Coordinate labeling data
----------------------------------------

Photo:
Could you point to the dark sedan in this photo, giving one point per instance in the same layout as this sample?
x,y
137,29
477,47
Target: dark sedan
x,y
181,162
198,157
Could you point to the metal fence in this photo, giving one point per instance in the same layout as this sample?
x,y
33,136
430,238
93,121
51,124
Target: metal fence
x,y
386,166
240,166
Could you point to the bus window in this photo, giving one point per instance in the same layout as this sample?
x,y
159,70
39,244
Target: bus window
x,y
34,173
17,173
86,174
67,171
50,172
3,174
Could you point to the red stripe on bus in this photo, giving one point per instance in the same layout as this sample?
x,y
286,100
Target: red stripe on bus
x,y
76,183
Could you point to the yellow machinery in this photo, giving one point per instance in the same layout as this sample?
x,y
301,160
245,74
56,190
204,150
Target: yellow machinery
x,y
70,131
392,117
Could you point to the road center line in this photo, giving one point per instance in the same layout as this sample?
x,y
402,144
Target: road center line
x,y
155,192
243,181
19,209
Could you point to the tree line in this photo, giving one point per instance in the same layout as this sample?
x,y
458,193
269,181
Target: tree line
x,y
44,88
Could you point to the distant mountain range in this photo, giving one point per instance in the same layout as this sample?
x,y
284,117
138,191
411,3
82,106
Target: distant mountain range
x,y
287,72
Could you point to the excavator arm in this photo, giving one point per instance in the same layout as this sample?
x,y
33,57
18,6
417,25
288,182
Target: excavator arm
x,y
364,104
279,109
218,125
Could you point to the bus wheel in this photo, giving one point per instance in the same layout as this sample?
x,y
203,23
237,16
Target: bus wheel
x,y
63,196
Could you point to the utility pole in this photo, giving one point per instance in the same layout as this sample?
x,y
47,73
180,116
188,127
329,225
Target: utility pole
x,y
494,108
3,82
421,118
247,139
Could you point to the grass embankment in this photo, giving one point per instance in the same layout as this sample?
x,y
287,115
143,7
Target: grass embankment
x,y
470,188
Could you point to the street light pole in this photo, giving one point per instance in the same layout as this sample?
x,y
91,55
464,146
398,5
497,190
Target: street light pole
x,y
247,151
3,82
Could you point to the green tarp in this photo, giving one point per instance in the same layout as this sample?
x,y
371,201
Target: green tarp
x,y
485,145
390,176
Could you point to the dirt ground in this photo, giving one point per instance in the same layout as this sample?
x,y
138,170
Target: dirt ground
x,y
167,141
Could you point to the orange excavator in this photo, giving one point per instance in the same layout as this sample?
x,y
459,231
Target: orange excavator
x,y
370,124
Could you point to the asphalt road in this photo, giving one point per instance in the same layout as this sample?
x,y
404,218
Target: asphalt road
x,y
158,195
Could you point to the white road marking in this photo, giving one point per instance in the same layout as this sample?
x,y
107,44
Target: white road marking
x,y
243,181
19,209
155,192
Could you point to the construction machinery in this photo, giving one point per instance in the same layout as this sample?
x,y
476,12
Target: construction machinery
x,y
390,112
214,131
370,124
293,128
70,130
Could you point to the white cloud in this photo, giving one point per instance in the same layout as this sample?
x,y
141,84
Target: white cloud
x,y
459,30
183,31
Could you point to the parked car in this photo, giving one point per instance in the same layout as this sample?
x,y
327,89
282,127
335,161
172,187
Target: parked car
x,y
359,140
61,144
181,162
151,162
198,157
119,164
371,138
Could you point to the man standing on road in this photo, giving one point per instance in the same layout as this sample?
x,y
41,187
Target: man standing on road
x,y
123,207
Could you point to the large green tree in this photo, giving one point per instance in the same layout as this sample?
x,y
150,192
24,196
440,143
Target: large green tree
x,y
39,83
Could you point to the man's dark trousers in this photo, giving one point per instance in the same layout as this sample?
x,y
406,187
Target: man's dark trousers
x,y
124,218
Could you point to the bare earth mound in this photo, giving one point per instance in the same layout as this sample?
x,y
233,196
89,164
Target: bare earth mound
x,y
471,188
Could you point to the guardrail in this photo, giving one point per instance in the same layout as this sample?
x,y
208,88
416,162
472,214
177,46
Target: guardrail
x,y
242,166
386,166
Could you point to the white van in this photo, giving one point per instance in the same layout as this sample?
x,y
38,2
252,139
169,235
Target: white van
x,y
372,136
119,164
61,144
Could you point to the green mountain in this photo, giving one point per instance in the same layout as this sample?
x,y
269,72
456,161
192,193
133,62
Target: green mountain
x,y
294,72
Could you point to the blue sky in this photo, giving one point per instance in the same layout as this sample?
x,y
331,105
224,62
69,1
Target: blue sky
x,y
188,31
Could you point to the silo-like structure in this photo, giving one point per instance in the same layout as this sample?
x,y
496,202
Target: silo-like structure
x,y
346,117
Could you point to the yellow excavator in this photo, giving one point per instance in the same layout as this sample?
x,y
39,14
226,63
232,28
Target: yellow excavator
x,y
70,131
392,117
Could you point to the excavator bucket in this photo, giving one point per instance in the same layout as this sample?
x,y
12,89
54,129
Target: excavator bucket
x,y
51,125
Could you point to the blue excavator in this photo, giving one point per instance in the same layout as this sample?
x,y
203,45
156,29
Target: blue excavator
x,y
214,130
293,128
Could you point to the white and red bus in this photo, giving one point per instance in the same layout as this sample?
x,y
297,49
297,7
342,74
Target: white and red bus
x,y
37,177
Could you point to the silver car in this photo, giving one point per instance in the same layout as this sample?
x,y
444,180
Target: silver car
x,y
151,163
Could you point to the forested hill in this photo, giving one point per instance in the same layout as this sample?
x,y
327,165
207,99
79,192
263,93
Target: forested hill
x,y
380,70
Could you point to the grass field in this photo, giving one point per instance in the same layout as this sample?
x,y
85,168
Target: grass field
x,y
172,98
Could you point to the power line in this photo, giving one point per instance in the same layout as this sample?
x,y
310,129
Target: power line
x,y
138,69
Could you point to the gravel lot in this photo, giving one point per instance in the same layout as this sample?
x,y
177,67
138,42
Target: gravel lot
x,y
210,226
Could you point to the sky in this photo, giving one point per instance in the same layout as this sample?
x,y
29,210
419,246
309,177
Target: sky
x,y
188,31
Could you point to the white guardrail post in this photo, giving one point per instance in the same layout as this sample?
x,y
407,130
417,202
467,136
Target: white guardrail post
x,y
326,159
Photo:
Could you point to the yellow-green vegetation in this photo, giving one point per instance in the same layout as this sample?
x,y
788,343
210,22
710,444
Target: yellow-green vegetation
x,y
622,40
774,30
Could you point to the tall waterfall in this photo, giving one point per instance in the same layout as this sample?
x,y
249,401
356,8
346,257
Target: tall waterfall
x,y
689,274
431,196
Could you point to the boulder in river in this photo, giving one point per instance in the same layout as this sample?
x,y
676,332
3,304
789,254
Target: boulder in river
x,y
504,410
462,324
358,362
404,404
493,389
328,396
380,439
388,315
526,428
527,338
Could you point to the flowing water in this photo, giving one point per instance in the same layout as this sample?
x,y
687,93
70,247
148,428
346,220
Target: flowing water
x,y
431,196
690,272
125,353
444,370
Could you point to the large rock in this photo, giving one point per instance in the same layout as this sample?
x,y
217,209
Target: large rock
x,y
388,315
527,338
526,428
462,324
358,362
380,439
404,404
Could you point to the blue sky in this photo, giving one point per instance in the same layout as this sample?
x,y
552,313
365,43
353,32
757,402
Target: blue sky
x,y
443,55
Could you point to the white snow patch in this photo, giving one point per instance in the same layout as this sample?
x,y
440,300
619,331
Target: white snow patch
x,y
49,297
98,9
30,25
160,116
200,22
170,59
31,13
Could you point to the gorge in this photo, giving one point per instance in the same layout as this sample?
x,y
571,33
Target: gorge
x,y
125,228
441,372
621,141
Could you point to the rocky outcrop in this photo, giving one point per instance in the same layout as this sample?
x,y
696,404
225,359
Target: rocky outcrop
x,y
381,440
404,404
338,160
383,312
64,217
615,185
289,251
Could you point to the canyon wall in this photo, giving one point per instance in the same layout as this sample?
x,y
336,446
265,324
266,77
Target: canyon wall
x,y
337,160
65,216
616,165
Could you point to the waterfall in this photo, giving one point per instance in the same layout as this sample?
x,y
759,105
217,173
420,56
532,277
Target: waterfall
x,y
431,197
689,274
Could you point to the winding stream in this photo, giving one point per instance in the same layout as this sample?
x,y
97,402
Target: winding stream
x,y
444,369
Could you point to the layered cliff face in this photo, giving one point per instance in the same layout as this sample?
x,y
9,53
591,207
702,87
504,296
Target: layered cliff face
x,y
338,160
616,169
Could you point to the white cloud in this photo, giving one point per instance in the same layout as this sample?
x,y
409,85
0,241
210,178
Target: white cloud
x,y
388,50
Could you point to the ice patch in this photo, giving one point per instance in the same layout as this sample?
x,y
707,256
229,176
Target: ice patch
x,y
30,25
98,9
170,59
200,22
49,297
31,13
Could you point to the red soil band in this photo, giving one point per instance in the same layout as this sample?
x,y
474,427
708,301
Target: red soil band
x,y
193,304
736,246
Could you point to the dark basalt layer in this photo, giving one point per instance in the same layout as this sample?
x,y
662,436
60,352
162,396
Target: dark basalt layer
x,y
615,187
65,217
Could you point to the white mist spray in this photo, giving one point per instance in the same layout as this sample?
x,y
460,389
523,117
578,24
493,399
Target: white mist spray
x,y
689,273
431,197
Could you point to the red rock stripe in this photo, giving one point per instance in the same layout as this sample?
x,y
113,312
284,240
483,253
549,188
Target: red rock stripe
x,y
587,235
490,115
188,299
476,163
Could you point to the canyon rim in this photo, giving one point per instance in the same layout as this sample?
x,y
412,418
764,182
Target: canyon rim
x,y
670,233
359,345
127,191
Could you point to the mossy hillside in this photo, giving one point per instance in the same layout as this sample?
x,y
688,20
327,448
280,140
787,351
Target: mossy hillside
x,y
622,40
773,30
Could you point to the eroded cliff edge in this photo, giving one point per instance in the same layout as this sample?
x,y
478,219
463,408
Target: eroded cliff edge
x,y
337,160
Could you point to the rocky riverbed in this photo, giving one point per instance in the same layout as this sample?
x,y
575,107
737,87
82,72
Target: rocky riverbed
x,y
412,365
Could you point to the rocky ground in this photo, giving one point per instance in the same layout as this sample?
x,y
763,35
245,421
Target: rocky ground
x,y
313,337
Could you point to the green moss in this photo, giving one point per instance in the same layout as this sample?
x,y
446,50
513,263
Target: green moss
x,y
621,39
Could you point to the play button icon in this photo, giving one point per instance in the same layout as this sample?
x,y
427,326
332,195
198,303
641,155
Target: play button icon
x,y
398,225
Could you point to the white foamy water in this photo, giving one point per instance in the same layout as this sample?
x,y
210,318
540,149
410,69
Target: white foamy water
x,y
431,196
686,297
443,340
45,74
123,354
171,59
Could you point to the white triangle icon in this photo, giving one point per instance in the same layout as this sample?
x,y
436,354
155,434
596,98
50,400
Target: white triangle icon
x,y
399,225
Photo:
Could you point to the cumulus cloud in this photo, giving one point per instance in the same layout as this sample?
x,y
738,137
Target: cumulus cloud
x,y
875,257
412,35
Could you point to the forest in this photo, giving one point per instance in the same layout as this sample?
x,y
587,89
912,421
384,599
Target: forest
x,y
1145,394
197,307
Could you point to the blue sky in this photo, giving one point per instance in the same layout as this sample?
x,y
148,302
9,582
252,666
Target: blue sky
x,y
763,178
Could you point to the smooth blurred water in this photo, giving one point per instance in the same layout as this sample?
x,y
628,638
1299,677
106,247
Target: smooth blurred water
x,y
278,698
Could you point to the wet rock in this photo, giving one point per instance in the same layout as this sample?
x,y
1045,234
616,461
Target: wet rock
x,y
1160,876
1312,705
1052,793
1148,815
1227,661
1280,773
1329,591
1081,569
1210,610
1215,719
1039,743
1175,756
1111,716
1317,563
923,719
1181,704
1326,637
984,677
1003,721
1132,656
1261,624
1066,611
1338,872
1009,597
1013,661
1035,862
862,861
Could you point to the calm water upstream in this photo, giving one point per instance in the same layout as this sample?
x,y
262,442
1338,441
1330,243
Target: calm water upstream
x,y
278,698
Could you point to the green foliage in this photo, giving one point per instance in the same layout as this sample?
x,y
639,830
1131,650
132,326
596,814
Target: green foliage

----------------------------------------

■ PROBLEM TO WORK ON ■
From the line containing "Could you point to the wet" to the last line of the material, please quote every line exactly and only those.

■ SOLUTION ■
Could you point to the wet rock in this photo, giving one point per instance in the same layout as this sample?
x,y
1045,234
616,461
Target: wet rock
x,y
1160,876
1312,705
1052,793
1148,815
1227,661
1280,773
1329,591
1081,569
1210,610
1215,719
1039,743
1175,756
1111,716
1317,563
923,719
1181,704
1326,637
984,677
1003,721
1132,656
1261,624
1066,611
1338,872
1009,597
1013,661
1035,862
862,861
Could you point to the calm water upstream in this photo, giving one point per instance in the same layout as this sample?
x,y
262,442
1338,441
1330,243
Target: calm water upstream
x,y
278,698
Could you point to the green foliage in this photo, giving one point per instance in the same layout as this sample?
x,y
639,830
1131,650
132,326
596,814
Target: green foliage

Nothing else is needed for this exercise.